Extract the text of each entry below exactly, leaving every image behind.
_ _ _ _ _ _ _
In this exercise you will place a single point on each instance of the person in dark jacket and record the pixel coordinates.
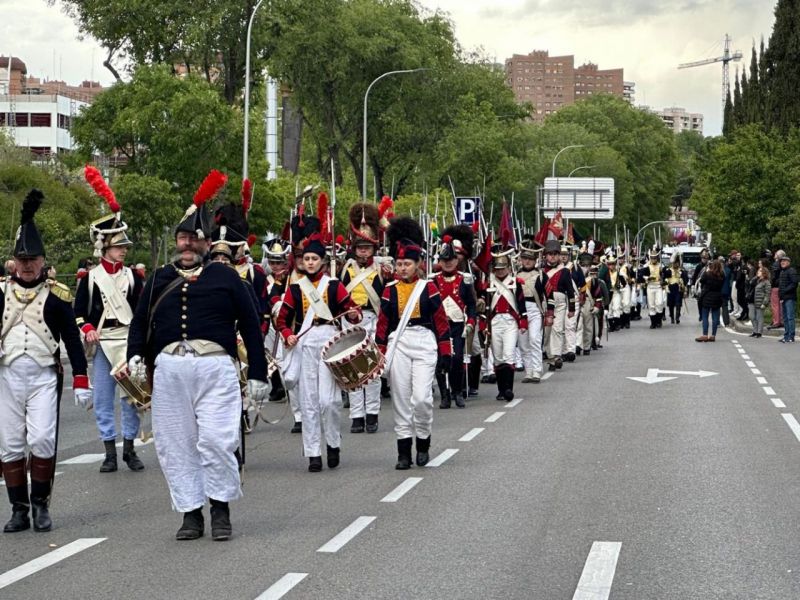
(711, 299)
(787, 289)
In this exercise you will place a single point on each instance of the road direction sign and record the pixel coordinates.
(653, 375)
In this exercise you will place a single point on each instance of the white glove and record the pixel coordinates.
(257, 390)
(137, 368)
(83, 398)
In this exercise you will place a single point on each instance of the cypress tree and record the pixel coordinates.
(783, 67)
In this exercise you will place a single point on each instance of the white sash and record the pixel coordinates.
(412, 302)
(291, 362)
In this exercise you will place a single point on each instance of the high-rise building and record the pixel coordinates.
(550, 82)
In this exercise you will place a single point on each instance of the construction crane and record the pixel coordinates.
(725, 59)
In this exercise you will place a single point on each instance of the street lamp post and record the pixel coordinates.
(247, 91)
(364, 149)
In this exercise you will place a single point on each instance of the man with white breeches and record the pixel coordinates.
(533, 290)
(186, 327)
(508, 319)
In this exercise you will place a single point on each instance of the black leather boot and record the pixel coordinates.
(17, 487)
(42, 470)
(220, 521)
(372, 423)
(193, 525)
(423, 447)
(129, 456)
(333, 457)
(404, 454)
(110, 463)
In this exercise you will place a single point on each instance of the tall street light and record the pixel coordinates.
(364, 149)
(247, 91)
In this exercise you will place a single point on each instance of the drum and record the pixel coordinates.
(353, 358)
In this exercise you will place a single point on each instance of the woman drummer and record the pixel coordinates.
(306, 322)
(414, 326)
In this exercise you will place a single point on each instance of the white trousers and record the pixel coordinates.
(320, 400)
(367, 399)
(557, 338)
(411, 376)
(656, 299)
(505, 333)
(530, 343)
(27, 410)
(197, 404)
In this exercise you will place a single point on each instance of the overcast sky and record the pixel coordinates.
(647, 38)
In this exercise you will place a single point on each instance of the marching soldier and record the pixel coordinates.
(677, 281)
(533, 289)
(363, 279)
(104, 305)
(508, 319)
(185, 328)
(414, 334)
(306, 322)
(457, 290)
(652, 275)
(560, 298)
(37, 316)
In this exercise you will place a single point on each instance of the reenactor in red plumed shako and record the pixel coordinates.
(37, 316)
(457, 290)
(363, 278)
(508, 318)
(414, 334)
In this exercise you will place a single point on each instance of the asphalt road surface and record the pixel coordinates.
(591, 486)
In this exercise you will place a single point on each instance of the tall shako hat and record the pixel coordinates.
(108, 230)
(364, 219)
(457, 242)
(196, 219)
(405, 238)
(29, 243)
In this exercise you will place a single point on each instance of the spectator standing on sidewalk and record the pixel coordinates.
(711, 299)
(787, 287)
(761, 297)
(775, 297)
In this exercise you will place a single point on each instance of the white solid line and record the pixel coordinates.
(598, 572)
(471, 434)
(442, 458)
(47, 560)
(793, 424)
(347, 534)
(83, 459)
(282, 586)
(401, 489)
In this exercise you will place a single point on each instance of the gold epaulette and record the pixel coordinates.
(60, 291)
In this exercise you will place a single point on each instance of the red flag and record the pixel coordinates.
(484, 260)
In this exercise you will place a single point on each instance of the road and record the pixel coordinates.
(592, 486)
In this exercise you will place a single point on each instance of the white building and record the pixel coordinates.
(39, 122)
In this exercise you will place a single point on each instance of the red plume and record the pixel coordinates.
(322, 215)
(212, 184)
(247, 196)
(95, 179)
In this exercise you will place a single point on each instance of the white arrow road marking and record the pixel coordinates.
(653, 375)
(47, 560)
(598, 572)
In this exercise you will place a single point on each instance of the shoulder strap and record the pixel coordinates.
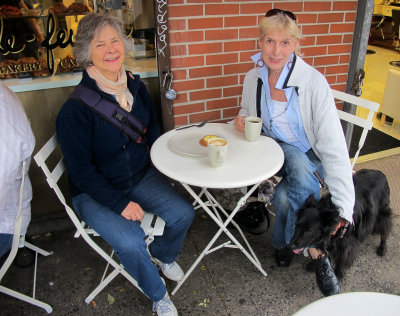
(259, 88)
(112, 112)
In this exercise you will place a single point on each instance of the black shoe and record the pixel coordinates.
(326, 278)
(283, 257)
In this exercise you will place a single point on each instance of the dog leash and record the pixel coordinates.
(344, 224)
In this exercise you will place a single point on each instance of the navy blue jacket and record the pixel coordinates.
(101, 160)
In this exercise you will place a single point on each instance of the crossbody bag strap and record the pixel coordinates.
(112, 112)
(258, 102)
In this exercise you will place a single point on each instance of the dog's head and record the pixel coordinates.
(316, 220)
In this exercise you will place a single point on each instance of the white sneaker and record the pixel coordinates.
(165, 307)
(172, 271)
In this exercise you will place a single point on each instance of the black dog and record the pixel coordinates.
(316, 221)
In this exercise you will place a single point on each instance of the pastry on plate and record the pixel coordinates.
(204, 140)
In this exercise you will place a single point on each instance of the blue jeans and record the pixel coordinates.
(5, 243)
(298, 182)
(155, 195)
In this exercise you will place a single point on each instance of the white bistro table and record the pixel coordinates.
(178, 155)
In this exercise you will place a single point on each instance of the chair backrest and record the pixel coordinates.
(365, 123)
(53, 176)
(391, 96)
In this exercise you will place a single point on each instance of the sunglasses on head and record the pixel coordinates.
(289, 14)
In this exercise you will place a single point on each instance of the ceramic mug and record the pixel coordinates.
(252, 128)
(217, 149)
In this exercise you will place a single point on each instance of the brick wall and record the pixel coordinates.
(212, 40)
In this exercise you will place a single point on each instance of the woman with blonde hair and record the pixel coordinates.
(298, 110)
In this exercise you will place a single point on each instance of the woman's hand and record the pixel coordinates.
(239, 123)
(133, 212)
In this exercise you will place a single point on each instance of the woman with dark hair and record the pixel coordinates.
(110, 173)
(298, 110)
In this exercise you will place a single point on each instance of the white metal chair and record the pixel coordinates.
(19, 242)
(152, 225)
(365, 123)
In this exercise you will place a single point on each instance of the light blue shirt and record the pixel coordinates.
(292, 112)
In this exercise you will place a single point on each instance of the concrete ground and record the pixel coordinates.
(224, 283)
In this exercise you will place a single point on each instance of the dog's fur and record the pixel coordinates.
(316, 221)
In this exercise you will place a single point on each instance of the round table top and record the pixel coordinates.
(247, 162)
(354, 304)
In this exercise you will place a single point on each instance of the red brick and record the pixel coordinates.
(205, 94)
(307, 18)
(181, 97)
(345, 5)
(345, 59)
(209, 115)
(185, 11)
(205, 48)
(329, 39)
(221, 59)
(181, 62)
(340, 49)
(326, 60)
(238, 68)
(179, 74)
(232, 91)
(249, 32)
(178, 50)
(205, 23)
(350, 16)
(315, 29)
(330, 17)
(222, 103)
(255, 8)
(314, 51)
(221, 9)
(187, 36)
(317, 6)
(189, 108)
(188, 85)
(337, 69)
(236, 46)
(238, 21)
(214, 35)
(342, 28)
(222, 81)
(177, 24)
(245, 56)
(205, 72)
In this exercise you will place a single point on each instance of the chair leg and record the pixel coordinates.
(26, 298)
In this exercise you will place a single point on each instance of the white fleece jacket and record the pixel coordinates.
(322, 126)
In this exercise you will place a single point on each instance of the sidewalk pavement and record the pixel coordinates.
(224, 283)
_ _ _ _ _ _ _
## Result below
In this exercise you will place a single point on each instance of the person in dark jacket and record the pixel coordinates.
(711, 299)
(787, 289)
In this exercise you will place a single point on each instance of the road direction sign and record the pixel coordinates.
(653, 375)
In this exercise you will place a single point on each instance of the white glove and record the pixel coordinates.
(257, 390)
(137, 368)
(83, 398)
In this exercise you will place a single point on each instance of the cypress tree and record the pixel coordinates.
(783, 67)
In this exercise you will place a single point on each instance of the white sash and record the pixel coordinates.
(412, 302)
(291, 362)
In this exercise you will place a single point on each instance of the high-rise building and record the pixel coordinates.
(550, 82)
In this exercise you will place a single point on each instance of the construction crane and record the pixel coordinates.
(725, 59)
In this exercise you will place a single point on each instance of the street lamp post and record the pixel coordinates.
(247, 91)
(364, 149)
In this exercise you will place a single point on each instance of the man with white breeches and record the pixel coordinates.
(533, 290)
(186, 327)
(508, 319)
In this exercise you will place a single point on each instance of the black leather boot and record the pixel coordinates.
(17, 487)
(42, 470)
(220, 521)
(372, 423)
(193, 525)
(423, 447)
(129, 456)
(333, 457)
(404, 454)
(110, 463)
In this exercise you will place a single point on each instance of the tall street light and record the pixel coordinates.
(364, 149)
(247, 91)
In this exercise you will place a single point on each instance of the drum and record the pixel coordinates.
(353, 358)
In this exercise you will place a single point on each instance of the woman drummer and record the pixel coordinates.
(306, 322)
(414, 326)
In this exercise you will place a single point on each instance of the white trousers and record the pixel coordinates.
(320, 400)
(367, 399)
(557, 338)
(411, 376)
(656, 299)
(505, 333)
(530, 343)
(27, 410)
(197, 404)
In this exercise you will place a single point on each instance of the overcast sky and record the pixel coordinates.
(647, 38)
In this exercise you will place a single point on each instance of the marching soldier and record the pixel coordinates.
(677, 281)
(533, 289)
(363, 279)
(104, 305)
(508, 319)
(185, 328)
(414, 334)
(306, 322)
(457, 290)
(652, 275)
(560, 298)
(37, 316)
In this exercise you will place a single point on each instance of the reenactor in red plumed shako and record the pixel coordinates.
(37, 316)
(457, 290)
(363, 278)
(508, 318)
(414, 334)
In this exercise you will place a single point on each instance of the asphalt road surface and record the pixel coordinates.
(591, 486)
In this exercise you will place a single point on each instance of the tall shako hat and record the pixel coordinates.
(108, 230)
(364, 219)
(457, 242)
(196, 219)
(405, 238)
(29, 243)
In this exercise you will place a single point on each instance of the spectator standing on sidewalk and record the pixel coordinates.
(711, 299)
(787, 287)
(761, 297)
(775, 297)
In this exercise you will place a single point on each instance of the white solid line and record the pixel coordinates.
(598, 572)
(471, 434)
(442, 458)
(47, 560)
(793, 424)
(347, 534)
(83, 459)
(282, 586)
(401, 489)
In this exercise you will place a single point on each instance of the gold epaulette and record the pixel coordinates.
(60, 291)
In this exercise you will place a single point on each instance of the red flag and record the pixel coordinates.
(484, 260)
In this exercise you will place a single point on each instance of the road and record the pixel coordinates.
(592, 486)
In this exercise you will place a single point on each instance of the white building and record the pixel coordinates.
(39, 122)
In this exercise you will place a single point on each instance of the red plume and record the pixel coordinates.
(322, 215)
(212, 184)
(247, 196)
(95, 179)
In this exercise you will place a single point on each instance of the white arrow road marking and record the pixel coordinates.
(653, 375)
(47, 560)
(598, 572)
In this exercise you will place a single point on each instance of the shoulder strap and record the pixel coordinates.
(259, 88)
(112, 112)
In this exercise you will place a single point on each instance of the black shoe and record the pixel coordinates.
(326, 278)
(283, 257)
In this exercise you will place a single point on each instance of the dog leash and record the pixel coordinates.
(344, 224)
In this exercise you will place a single point on each instance of the navy blue jacket and record the pixel coordinates.
(101, 160)
In this exercise you will place a single point on each instance of the crossbody bag strap and record the pixel coordinates.
(112, 112)
(258, 102)
In this exercise you will place a single point on each instance of the dog's head and record the pixel coordinates.
(316, 220)
In this exercise you will place a single point on each instance of the white sneaker and record the pixel coordinates.
(165, 307)
(172, 271)
In this exercise you will place a single point on each instance of the black dog and record the pixel coordinates.
(316, 221)
In this exercise you will place a single point on each instance of the pastry on plate and record the pixel coordinates.
(204, 140)
In this exercise you will place a single point on each instance of the blue jeans and record the pixel coordinates.
(5, 243)
(298, 182)
(155, 195)
In this exercise you will place a single point on each instance of the white bistro table and record the pixel coordinates.
(178, 155)
In this exercise you will place a single point on each instance of the chair backrest and record the pixel coordinates.
(365, 123)
(53, 176)
(391, 96)
In this exercise you will place a single point on each instance of the sunglasses on head and record the pixel coordinates.
(289, 14)
In this exercise you will place a single point on each instance of the ceramic mug and record the pixel coordinates.
(252, 128)
(217, 149)
In this exercise you will place a single point on each instance of the brick wall and record the pixel coordinates.
(212, 40)
In this exercise you will place a single point on each instance of the woman with blonde hair and record the pixel coordinates.
(298, 110)
In this exercise you will place a single point on each instance of the woman's hand and record the pixel coordinates.
(239, 123)
(133, 212)
In this exercise you will place a single point on each instance of the woman with dark hair and record the pixel coordinates.
(110, 173)
(298, 110)
In this exercise you will place a single point on each instance of the white metal chair and record the pixel coordinates.
(19, 242)
(152, 225)
(365, 123)
In this exercise you will place a single point on each instance of the light blue shirt and record the pixel coordinates.
(292, 112)
In this exercise you will place a single point on each instance of the concrete ground and record the pixel coordinates.
(224, 283)
In this exercise you will place a single point on each instance of the dog's fur and record the pixel coordinates.
(316, 221)
In this exercise you will place a single point on each instance of the round table top and record the pixel coordinates.
(247, 162)
(354, 304)
In this exercise you will place a single point on each instance of the red brick and record the pixel coordinates.
(205, 94)
(307, 18)
(181, 97)
(345, 5)
(345, 59)
(209, 115)
(185, 11)
(205, 48)
(329, 39)
(221, 59)
(181, 62)
(340, 49)
(326, 60)
(238, 68)
(179, 74)
(232, 91)
(249, 32)
(178, 50)
(205, 23)
(350, 16)
(315, 29)
(330, 17)
(222, 103)
(255, 8)
(314, 51)
(221, 9)
(187, 36)
(317, 6)
(189, 108)
(188, 85)
(337, 69)
(236, 46)
(238, 21)
(214, 35)
(342, 28)
(222, 81)
(177, 24)
(245, 56)
(205, 72)
In this exercise you will place a single point on each instance of the chair leg and record the pixel coordinates.
(26, 298)
In this exercise you will place a single point on each instance of the white fleece jacket and record the pixel coordinates.
(322, 126)
In this exercise you will place a single point on each instance of the sidewalk pavement and record the pixel coordinates.
(224, 283)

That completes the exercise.